▶ **Exercise description**:
Repeat the lines of the listing below word for word, everything from the line containing "the rifle trigger" down to the line containing "column 413, row 60", with both of those lines included.
┌─ Data provided
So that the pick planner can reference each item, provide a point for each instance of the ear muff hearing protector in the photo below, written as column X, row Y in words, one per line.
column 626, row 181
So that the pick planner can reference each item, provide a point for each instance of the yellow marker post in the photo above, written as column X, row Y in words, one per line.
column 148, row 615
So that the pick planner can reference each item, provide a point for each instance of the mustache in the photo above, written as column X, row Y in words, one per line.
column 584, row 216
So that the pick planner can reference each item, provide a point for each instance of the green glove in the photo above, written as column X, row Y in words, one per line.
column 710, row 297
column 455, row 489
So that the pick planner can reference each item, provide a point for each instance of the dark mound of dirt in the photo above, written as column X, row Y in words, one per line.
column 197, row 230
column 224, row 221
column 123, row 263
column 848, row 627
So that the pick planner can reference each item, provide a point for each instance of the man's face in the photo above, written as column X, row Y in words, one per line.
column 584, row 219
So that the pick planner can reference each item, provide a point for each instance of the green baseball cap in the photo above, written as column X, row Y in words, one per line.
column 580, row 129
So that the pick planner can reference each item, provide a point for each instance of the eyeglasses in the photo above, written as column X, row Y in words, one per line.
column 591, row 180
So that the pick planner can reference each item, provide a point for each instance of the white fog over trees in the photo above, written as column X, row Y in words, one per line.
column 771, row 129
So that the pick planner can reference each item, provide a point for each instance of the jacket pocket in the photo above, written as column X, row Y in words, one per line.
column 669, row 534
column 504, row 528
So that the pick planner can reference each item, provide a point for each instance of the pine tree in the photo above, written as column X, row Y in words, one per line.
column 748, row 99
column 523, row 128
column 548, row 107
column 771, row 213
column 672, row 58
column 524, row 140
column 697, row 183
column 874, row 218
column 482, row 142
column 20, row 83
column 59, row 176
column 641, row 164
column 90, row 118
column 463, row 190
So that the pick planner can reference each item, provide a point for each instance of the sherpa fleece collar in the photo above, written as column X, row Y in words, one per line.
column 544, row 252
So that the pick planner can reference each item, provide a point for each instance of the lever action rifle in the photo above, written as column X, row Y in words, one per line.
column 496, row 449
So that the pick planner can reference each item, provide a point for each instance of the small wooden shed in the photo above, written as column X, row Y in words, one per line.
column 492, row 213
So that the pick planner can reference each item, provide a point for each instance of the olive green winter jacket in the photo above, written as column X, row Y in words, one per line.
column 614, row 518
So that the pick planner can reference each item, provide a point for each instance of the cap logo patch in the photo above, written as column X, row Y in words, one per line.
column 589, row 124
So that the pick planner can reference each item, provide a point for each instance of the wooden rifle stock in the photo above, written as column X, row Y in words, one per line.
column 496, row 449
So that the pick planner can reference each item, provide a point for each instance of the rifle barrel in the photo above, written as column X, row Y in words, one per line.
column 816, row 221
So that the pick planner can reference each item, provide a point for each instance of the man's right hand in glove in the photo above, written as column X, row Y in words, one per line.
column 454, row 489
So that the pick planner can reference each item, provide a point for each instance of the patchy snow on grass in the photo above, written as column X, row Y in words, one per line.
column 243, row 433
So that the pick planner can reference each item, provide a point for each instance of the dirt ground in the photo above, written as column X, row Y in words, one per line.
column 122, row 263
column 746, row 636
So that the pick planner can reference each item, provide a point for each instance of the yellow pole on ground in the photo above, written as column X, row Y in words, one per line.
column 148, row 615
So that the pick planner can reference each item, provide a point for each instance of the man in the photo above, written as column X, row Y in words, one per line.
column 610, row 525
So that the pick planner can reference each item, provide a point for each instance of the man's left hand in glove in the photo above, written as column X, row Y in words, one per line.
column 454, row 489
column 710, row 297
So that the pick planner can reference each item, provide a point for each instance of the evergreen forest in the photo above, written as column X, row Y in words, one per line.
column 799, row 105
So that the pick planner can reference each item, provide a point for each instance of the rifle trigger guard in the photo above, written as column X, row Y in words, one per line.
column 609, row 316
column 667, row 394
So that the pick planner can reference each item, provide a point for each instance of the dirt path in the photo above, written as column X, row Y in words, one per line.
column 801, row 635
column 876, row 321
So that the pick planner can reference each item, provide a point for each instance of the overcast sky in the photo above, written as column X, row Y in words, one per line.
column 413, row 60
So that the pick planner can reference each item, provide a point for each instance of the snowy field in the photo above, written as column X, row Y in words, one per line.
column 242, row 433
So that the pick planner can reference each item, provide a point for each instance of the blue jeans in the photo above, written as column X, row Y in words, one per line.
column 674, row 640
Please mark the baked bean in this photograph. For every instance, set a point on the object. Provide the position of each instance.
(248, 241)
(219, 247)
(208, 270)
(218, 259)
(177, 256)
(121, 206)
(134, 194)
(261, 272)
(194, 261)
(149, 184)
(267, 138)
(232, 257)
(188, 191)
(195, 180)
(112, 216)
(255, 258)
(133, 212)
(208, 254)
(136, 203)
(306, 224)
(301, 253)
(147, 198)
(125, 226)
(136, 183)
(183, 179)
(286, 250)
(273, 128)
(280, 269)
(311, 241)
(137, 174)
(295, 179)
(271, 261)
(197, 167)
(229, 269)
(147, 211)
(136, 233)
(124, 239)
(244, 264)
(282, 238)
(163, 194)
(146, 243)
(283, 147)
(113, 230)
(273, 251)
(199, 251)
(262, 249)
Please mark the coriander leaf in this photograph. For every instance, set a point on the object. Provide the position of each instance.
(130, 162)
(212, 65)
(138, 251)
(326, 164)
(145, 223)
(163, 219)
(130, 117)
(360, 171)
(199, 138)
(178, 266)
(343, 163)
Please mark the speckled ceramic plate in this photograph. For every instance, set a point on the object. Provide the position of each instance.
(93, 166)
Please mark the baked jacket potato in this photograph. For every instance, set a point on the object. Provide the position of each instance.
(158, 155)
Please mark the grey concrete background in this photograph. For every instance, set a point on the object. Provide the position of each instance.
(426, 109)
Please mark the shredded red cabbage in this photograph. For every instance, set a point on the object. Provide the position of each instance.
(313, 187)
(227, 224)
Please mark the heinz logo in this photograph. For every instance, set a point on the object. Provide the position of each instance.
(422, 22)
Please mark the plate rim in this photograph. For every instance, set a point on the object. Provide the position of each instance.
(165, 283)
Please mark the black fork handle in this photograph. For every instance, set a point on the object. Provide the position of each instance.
└─
▶ **Response**:
So that the pick planner can reference each item, provide a point for each instance of the rifle trigger guard in the photo above, written as column X, row Y in words, one per line.
column 609, row 316
column 667, row 394
So that the pick planner can reference each item, provide a point for each instance of the dirt path in the photo above, written as column X, row Y in words, one per line.
column 801, row 635
column 876, row 321
So that the pick planner can reference each item, provide a point for each instance of the overcast sky in the photo above, written as column X, row Y in words, one per line.
column 413, row 60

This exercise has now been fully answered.